Short exercise ::
Copy out, word for word, the rows below from the line that contains "Return one point per instance of the boat deck" through the last row.

BEGIN Source data

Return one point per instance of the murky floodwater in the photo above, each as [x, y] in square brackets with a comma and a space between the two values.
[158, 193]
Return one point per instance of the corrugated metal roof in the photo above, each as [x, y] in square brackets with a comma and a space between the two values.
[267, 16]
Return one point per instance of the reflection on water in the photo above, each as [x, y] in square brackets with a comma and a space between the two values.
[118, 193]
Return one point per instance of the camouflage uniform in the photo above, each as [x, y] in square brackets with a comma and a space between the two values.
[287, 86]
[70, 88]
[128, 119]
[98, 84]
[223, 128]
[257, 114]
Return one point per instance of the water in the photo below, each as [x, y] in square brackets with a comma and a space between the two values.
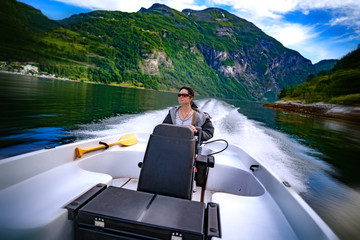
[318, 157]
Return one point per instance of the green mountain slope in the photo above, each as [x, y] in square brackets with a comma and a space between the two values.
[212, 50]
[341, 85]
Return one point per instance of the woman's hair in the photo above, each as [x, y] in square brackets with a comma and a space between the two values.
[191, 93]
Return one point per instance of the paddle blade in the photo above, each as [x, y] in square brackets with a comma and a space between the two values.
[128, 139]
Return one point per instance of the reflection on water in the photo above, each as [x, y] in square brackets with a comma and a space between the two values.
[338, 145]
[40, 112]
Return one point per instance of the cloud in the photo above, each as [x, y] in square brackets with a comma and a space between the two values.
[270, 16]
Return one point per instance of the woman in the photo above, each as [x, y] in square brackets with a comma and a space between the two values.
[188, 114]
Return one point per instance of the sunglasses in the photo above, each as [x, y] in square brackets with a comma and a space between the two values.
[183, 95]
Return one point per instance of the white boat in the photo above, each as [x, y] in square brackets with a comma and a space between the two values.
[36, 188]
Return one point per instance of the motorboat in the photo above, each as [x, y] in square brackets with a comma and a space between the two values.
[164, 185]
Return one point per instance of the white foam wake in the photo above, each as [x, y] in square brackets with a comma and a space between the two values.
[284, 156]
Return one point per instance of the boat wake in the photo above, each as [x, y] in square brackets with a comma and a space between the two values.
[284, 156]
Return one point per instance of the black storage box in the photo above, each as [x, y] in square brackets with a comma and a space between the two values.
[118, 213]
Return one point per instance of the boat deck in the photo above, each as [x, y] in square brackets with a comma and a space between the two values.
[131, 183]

END Source data

Answer to the task ::
Return one point per instance of the boat deck in the photo above, each as [x, y] in square brackets with a comma and a space between the two values.
[131, 183]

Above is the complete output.